# EXERCISE
Pull out each line in the entries below that contains the word "window", and copy those lines in full.

+++

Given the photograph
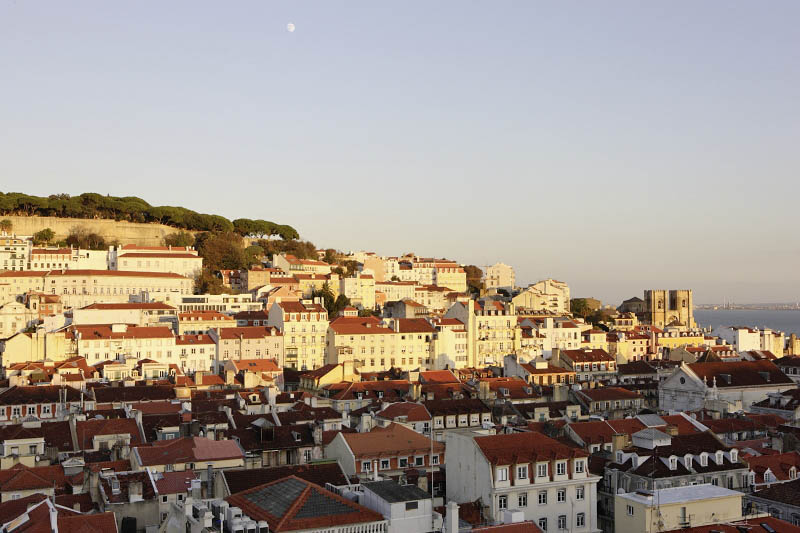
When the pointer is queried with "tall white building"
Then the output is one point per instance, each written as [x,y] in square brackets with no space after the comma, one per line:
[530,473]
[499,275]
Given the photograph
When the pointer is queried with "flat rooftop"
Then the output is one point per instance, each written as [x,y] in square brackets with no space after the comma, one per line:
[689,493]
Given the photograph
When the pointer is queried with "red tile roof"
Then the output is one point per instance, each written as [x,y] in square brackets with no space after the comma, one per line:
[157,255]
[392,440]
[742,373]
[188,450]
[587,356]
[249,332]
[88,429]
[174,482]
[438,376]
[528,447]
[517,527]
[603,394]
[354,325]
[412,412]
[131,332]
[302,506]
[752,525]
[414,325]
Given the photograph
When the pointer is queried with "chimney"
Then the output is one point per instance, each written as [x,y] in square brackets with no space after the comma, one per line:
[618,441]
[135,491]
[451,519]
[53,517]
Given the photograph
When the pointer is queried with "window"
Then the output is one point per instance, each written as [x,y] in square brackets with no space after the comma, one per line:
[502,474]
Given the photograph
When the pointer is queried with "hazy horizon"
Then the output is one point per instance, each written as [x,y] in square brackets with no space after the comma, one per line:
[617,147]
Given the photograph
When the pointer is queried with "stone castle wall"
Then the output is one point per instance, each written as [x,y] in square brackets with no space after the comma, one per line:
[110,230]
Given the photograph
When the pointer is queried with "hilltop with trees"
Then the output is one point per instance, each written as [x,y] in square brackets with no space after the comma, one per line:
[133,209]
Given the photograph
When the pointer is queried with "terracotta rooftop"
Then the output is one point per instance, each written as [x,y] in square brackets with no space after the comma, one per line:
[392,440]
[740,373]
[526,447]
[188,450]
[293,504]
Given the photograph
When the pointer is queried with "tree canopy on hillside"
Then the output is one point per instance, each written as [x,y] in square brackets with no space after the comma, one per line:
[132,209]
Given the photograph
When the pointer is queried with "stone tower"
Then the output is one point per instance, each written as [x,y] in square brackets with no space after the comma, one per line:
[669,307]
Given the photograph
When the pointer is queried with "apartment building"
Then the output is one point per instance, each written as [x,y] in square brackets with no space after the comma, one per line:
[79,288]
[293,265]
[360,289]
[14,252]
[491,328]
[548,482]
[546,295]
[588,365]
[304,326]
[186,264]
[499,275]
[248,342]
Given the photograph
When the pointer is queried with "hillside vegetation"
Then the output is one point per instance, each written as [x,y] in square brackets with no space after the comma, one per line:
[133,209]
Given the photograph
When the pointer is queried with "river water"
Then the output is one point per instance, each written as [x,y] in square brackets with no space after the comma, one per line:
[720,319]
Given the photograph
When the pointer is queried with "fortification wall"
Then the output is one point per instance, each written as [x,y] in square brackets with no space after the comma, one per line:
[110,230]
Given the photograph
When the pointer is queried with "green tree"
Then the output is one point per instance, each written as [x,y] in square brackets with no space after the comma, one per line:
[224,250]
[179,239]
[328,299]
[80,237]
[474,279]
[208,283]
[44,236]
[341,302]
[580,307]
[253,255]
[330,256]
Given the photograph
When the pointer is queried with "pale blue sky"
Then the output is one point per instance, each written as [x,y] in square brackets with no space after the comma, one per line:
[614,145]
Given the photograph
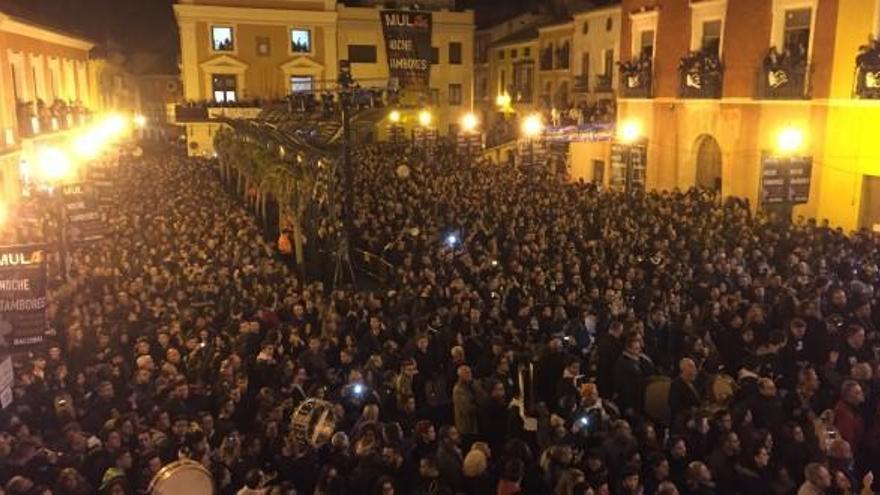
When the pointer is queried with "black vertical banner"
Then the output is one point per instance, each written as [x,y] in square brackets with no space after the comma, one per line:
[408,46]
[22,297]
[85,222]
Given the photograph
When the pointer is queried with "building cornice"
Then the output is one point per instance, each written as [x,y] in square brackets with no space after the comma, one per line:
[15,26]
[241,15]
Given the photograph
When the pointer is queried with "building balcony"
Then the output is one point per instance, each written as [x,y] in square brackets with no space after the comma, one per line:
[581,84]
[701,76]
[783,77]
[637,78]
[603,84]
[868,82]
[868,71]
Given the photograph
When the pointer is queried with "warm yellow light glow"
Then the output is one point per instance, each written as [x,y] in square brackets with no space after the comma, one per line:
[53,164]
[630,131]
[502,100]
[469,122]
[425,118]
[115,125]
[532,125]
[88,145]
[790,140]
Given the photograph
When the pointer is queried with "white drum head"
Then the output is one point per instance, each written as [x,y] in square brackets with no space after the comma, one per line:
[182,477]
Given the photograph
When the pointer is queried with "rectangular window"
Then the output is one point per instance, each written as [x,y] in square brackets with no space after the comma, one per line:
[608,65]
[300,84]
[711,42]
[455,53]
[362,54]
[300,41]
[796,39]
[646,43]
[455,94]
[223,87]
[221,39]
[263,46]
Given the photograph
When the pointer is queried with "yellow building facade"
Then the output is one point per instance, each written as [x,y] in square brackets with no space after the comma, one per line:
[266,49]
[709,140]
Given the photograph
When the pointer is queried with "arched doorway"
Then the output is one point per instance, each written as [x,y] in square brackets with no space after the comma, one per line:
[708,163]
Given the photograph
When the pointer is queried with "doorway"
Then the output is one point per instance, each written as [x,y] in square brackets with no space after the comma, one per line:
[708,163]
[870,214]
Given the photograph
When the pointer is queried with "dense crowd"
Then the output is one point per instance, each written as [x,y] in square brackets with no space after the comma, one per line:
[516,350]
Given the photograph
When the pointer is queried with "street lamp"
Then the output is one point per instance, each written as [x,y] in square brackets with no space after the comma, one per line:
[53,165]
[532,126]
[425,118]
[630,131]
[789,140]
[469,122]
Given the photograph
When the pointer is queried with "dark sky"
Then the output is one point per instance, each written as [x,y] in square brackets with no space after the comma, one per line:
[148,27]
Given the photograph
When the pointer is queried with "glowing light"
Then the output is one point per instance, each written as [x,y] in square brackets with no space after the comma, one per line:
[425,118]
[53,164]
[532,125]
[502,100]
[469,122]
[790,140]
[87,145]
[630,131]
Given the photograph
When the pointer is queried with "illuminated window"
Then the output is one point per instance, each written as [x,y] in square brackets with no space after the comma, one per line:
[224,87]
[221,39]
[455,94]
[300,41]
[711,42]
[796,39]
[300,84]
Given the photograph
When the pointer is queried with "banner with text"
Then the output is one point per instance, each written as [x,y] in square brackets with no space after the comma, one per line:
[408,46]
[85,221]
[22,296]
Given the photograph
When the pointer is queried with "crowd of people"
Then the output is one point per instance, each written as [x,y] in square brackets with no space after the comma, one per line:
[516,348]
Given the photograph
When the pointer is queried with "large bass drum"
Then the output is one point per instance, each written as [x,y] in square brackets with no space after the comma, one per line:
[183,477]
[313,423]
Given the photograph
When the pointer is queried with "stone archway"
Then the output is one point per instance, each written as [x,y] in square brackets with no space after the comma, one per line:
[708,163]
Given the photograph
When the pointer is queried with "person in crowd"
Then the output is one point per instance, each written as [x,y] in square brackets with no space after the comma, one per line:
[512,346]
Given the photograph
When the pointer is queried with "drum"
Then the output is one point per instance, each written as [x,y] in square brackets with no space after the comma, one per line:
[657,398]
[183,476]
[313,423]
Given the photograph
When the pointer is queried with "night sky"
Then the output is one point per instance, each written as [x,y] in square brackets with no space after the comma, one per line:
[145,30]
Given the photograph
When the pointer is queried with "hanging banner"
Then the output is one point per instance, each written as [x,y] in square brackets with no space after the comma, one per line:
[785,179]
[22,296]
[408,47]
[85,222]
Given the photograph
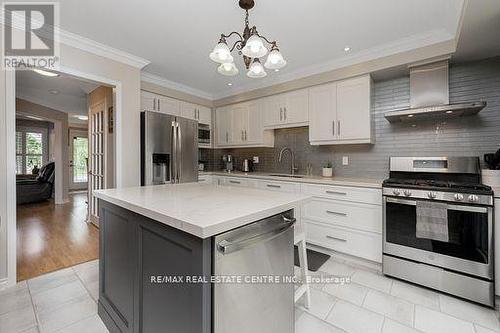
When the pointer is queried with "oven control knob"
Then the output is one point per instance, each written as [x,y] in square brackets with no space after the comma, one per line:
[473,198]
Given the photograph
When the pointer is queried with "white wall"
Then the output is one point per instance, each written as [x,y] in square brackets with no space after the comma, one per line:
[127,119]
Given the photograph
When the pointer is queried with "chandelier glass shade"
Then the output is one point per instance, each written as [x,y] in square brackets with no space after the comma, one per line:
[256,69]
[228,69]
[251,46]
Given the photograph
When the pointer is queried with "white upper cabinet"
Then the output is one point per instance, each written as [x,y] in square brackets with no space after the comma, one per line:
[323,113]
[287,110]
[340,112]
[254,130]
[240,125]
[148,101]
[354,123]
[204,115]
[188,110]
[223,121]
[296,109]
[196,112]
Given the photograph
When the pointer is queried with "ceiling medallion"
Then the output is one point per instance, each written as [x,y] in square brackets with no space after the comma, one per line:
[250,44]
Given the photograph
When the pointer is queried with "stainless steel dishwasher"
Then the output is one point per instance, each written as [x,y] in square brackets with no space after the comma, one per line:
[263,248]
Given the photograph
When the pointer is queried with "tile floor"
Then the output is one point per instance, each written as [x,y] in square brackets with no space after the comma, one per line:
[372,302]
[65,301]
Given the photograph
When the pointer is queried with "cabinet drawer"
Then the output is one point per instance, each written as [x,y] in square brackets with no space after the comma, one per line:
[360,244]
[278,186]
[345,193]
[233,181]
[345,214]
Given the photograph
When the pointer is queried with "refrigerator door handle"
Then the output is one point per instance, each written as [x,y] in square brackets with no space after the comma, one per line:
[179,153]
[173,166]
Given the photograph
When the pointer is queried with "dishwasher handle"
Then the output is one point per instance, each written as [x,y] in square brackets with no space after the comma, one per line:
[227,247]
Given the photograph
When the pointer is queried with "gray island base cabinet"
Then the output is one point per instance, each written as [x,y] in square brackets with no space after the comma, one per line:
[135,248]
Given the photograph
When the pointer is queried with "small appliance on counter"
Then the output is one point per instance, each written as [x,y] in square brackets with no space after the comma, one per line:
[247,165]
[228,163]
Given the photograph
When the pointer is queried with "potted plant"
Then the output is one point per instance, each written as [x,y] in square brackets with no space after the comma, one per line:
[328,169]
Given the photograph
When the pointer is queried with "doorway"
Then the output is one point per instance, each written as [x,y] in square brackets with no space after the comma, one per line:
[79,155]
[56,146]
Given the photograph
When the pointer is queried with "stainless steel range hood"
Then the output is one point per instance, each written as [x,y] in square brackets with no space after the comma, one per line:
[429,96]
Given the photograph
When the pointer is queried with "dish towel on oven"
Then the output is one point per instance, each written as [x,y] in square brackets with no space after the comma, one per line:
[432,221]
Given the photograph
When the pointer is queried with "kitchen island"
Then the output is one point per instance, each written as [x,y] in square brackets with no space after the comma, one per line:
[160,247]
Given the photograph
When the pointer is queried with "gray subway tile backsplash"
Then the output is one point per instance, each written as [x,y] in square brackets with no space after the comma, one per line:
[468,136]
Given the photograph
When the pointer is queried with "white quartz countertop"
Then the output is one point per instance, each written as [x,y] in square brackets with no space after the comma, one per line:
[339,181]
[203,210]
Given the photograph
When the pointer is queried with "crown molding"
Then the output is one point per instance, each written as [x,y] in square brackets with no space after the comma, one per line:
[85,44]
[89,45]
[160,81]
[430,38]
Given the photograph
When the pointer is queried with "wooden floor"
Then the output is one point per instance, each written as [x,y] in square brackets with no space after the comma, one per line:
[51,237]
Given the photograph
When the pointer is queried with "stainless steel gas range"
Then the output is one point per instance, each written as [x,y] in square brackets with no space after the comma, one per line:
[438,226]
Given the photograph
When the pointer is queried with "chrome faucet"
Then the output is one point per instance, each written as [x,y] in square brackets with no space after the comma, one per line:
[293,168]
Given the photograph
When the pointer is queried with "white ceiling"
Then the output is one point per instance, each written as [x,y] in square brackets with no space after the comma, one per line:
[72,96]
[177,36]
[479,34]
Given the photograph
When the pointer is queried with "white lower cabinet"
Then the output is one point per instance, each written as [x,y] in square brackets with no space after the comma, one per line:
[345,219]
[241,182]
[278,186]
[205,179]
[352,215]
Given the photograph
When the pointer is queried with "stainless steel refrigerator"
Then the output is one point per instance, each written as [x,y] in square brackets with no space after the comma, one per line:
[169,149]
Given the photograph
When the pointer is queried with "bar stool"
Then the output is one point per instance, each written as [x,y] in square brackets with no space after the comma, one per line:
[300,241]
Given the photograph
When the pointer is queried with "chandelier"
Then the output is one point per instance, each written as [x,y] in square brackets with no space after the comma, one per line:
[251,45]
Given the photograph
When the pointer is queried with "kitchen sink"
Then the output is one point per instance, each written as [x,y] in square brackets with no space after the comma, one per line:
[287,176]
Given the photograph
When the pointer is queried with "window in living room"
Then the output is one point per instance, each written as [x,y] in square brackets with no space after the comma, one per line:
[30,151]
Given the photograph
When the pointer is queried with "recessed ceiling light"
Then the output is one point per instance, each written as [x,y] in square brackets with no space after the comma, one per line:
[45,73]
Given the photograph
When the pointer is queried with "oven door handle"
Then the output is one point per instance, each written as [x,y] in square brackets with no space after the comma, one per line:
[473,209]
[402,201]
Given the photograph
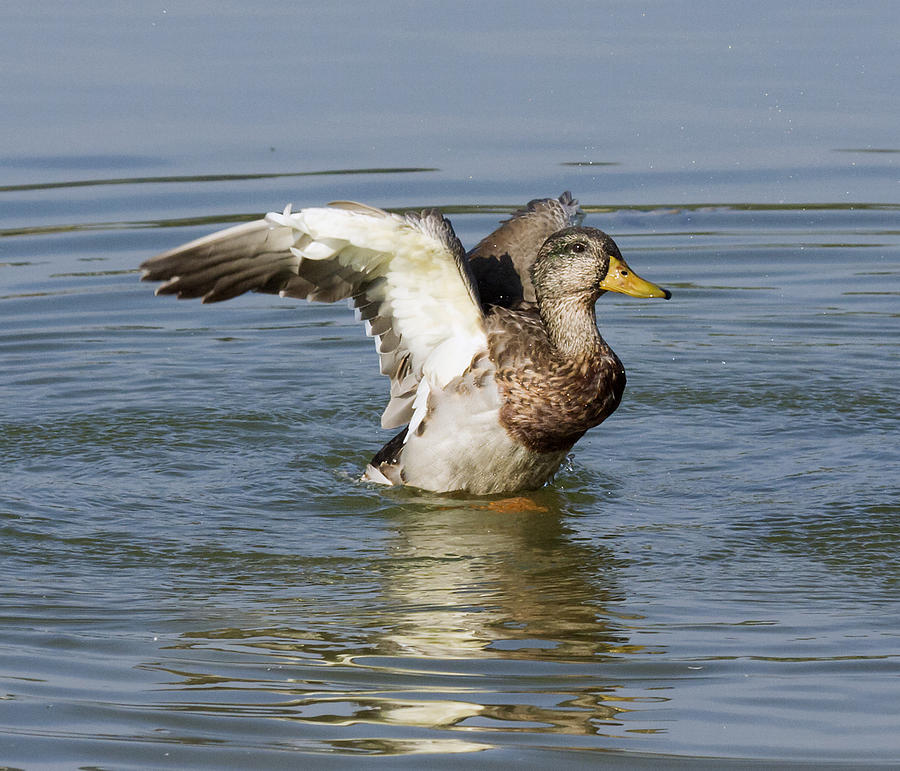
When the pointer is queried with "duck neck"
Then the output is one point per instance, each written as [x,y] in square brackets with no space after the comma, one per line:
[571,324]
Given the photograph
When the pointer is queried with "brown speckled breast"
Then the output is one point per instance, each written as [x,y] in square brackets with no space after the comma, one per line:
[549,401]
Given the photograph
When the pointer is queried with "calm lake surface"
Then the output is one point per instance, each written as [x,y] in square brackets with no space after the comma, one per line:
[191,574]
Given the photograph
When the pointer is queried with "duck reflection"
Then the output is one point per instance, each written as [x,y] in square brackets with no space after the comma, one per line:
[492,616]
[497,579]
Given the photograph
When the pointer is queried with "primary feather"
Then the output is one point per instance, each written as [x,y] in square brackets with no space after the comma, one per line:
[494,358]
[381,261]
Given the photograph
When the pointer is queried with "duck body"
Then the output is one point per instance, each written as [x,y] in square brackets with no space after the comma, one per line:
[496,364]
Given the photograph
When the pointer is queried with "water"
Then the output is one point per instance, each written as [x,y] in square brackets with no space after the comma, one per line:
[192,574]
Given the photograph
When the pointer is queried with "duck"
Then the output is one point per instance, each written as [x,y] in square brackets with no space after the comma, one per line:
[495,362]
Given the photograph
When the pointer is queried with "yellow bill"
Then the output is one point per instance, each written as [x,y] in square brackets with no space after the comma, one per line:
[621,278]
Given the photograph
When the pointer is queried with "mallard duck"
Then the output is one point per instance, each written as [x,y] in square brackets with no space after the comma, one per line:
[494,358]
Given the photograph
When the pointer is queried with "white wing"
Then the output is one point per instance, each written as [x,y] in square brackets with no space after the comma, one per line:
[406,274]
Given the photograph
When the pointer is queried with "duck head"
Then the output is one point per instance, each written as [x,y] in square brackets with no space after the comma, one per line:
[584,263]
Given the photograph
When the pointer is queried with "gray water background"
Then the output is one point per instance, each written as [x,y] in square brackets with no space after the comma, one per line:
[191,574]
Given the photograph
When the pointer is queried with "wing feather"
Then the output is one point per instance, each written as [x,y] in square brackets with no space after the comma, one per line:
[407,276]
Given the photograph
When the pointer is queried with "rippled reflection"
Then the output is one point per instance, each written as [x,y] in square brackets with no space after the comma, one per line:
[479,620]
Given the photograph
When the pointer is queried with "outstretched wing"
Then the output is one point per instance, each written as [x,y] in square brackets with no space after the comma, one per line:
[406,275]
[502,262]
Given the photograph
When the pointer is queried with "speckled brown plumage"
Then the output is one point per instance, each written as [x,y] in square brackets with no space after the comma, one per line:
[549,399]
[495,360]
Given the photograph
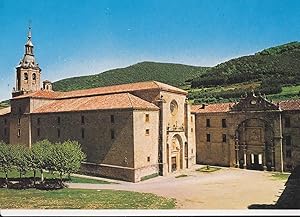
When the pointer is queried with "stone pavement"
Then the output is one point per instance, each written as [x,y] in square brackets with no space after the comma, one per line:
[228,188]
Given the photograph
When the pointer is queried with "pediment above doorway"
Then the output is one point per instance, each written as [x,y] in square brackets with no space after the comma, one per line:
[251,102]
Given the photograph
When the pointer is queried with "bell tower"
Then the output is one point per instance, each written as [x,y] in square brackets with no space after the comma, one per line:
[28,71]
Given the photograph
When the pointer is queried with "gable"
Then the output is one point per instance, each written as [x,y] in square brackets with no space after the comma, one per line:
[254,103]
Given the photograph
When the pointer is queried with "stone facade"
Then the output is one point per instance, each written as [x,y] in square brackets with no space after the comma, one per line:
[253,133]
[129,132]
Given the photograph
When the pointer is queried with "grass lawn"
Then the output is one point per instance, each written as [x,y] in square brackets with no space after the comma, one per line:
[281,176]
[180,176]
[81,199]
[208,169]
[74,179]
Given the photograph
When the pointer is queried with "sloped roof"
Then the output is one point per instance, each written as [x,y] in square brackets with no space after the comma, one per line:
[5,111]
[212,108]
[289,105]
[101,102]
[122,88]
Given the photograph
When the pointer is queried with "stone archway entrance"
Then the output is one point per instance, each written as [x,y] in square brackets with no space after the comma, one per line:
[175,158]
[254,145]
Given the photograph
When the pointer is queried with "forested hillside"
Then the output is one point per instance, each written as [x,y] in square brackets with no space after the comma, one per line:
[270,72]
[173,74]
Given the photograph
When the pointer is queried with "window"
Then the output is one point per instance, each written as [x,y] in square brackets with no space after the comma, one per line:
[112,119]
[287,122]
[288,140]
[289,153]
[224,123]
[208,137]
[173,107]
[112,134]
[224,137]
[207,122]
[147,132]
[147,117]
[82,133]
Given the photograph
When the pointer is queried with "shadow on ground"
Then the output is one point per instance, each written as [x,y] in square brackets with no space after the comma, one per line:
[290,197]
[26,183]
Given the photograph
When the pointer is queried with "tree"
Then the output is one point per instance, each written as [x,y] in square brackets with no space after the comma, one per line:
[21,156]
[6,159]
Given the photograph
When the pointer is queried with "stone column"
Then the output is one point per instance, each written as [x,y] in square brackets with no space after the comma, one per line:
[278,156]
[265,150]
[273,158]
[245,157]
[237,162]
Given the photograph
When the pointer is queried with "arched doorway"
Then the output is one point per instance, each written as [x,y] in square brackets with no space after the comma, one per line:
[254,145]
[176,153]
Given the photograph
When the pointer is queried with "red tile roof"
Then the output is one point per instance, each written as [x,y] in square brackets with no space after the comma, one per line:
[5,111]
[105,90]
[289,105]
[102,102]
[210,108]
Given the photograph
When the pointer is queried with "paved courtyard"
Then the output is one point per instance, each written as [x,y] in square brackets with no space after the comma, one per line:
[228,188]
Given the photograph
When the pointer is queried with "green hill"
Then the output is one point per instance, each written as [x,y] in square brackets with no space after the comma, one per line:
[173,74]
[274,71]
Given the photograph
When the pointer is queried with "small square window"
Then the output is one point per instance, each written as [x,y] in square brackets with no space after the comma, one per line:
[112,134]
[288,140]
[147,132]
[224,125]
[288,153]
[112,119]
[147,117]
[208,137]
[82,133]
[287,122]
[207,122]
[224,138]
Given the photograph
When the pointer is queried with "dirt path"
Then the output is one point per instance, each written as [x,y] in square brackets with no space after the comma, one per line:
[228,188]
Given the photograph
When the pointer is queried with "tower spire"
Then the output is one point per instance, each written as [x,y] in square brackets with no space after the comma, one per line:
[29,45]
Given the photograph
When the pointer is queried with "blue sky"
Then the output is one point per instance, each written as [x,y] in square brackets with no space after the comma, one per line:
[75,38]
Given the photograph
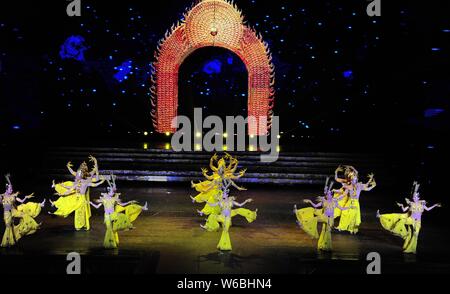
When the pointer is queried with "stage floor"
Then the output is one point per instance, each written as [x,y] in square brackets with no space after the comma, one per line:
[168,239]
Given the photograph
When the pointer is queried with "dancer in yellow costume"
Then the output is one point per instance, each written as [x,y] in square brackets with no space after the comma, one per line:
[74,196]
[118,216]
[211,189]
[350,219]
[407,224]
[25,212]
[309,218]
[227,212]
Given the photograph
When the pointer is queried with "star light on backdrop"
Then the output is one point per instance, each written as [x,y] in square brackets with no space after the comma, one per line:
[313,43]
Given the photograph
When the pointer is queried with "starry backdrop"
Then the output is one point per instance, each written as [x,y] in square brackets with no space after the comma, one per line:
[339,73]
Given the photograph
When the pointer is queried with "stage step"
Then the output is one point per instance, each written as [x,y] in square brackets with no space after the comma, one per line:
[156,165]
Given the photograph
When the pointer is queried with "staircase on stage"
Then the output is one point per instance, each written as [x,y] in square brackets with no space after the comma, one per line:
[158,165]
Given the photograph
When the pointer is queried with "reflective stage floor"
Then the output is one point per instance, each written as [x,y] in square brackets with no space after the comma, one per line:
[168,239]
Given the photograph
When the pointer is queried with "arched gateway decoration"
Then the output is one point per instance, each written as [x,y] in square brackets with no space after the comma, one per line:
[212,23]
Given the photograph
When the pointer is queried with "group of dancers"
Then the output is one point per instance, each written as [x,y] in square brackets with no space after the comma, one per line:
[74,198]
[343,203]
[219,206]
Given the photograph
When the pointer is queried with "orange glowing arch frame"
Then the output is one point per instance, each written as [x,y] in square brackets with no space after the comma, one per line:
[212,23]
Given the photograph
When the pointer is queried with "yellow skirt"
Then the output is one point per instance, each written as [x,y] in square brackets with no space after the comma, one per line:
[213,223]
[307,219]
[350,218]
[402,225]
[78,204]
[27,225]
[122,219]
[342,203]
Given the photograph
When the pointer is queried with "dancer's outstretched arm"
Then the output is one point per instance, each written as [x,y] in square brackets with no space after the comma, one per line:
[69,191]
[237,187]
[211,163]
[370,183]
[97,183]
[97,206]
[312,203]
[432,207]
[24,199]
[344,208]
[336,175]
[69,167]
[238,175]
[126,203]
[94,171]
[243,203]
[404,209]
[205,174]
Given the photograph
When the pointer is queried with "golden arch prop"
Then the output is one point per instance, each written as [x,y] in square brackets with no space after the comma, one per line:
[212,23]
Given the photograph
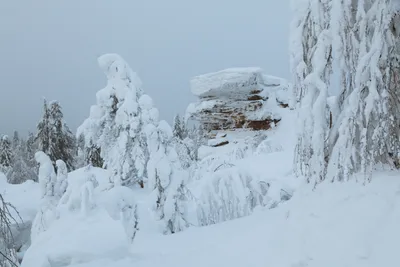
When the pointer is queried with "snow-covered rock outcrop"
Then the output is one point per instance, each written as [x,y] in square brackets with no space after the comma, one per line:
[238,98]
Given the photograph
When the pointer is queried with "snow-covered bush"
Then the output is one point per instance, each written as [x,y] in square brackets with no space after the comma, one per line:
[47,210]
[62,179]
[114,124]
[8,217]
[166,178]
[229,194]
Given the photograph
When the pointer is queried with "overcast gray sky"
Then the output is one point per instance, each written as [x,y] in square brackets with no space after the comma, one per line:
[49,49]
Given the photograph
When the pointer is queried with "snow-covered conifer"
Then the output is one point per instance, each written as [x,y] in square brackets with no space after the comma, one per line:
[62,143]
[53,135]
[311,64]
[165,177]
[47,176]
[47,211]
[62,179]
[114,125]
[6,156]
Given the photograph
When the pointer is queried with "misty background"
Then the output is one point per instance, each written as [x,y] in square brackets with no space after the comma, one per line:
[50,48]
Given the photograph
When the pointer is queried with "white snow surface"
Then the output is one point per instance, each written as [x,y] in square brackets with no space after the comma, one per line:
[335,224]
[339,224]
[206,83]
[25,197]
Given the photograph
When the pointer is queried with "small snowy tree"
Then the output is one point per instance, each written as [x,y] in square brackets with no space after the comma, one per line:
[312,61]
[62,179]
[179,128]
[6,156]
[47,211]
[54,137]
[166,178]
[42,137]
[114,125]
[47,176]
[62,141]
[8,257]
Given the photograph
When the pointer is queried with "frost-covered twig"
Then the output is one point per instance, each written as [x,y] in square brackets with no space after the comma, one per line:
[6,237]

+++

# TASK OUTPUT
When the pointer is queried with "window"
When the pointer is queried with "rectangular window"
When the pointer is queried with "illuminated window"
When the pointer is queried with "window in living room"
When the pointer is queried with "window"
When the pointer is queried with "small square window"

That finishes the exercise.